**Text shown**
───

They aren't naive and know they need to balance end-user benefit with
engineering's wishes for maintainability etc. Is the user going to see a vast
difference in experience if they re-wrote the Settings.app? Swift is a
language, not framework, so it doesn't offer the end-user anything worth
caring about.

Swift will probably cost them more than it gains them in the immediate term,
but the long-term is what Apple is all about, so I don't think they are
concerned about this.

------
melling
"Swift has quickly gained popularity among many third party developers"

Where Swift has really gained traction is with bloggers and book authors. I
past 3000 urls in my Swift Resources database over the weekend. I wrote this
blog last night:

[https://h4labs.wordpress.com/2016/01/18/3000-swift-
urls/](https://h4labs.wordpress.com/2016/01/18/3000-swift-urls/)

───

**Given data**

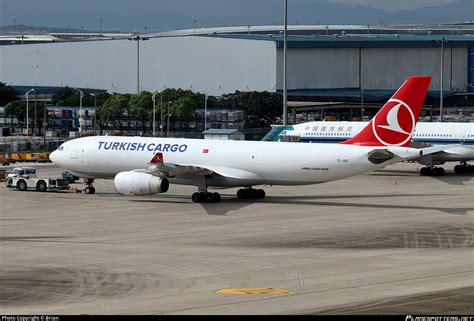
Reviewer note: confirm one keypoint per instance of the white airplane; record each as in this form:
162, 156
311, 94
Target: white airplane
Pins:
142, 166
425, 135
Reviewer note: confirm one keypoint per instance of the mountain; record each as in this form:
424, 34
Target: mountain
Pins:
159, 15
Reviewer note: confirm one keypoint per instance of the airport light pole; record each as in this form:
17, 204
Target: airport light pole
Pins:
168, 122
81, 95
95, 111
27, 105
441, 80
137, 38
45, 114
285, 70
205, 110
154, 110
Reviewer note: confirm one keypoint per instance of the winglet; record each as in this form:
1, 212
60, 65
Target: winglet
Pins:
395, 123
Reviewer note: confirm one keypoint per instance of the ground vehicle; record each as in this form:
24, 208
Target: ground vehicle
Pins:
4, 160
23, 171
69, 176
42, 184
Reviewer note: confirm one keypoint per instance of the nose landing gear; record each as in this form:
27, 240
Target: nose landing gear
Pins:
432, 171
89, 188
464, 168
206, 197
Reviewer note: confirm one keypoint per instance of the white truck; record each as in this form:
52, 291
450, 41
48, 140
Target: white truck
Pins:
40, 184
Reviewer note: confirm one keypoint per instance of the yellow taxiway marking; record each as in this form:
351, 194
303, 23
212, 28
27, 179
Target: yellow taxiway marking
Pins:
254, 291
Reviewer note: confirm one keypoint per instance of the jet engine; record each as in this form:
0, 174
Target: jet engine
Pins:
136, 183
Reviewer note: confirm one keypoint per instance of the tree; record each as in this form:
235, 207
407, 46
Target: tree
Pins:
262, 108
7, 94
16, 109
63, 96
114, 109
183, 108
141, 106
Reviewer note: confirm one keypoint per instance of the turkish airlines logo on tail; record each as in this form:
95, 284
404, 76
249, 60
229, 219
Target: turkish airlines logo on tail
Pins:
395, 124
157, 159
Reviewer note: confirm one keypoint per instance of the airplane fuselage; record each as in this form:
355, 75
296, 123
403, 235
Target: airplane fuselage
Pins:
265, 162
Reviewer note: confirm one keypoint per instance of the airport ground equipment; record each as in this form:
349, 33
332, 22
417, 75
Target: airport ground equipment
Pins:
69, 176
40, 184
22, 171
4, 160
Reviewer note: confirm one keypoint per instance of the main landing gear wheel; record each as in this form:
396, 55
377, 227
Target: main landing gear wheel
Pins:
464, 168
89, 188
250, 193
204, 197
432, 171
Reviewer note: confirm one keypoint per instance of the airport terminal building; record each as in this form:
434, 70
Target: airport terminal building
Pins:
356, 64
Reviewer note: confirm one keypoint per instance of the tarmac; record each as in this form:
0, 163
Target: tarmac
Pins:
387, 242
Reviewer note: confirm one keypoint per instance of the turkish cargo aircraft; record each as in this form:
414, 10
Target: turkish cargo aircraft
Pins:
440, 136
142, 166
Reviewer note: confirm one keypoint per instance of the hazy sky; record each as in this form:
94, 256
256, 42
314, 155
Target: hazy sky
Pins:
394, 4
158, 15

───

**Work instructions**
**A)** In the forum thread on Swift, with whom has Swift really gained traction?
**B)** In the forum thread on Swift, starting with "Swift will probably" and going on through "urls/](https://h4labs.wordpress.com/2016/01/18/3000-swift-urls/)", write the passage out again and switch "bloggers" to "podcasters".
**C)** Continue the forum thread on Swift from the point at which it stops.

**The results**
**A)** With bloggers and book authors.

**B)**
Swift will probably cost them more than it gains them in the immediate term,
but the long-term is what Apple is all about, so I don't think they are
concerned about this.

------
melling
"Swift has quickly gained popularity among many third party developers"

Where Swift has really gained traction is with podcasters and book authors. I
past 3000 urls in my Swift Resources database over the weekend. I wrote this
blog last night:

[https://h4labs.wordpress.com/2016/01/18/3000-swift-
urls/](https://h4labs.wordpress.com/2016/01/18/3000-swift-urls/)

**C)**
Here's a direct link to the resources:
[http://www.h4labs.com/dev/ios/swift.html](http://www.h4labs.com/dev/ios/swift.html)

------
on_and_off
Slightly related : like many Android engineers, I fell in love with Kotlin. It
is a very pragmatic language which solves many big issues with java 6.5 we use
on mobile.

However, getting it adopted in a big project with a dozen of engineers of
various levels and a massive 300k LOC repo is a daunting task.

Even though it is a undoubtedly a better language, making such a switch is too
frightening for the lead dev. Of course, Kotlin has the additional
disadvantage of not being officially sponsored by Google on Android.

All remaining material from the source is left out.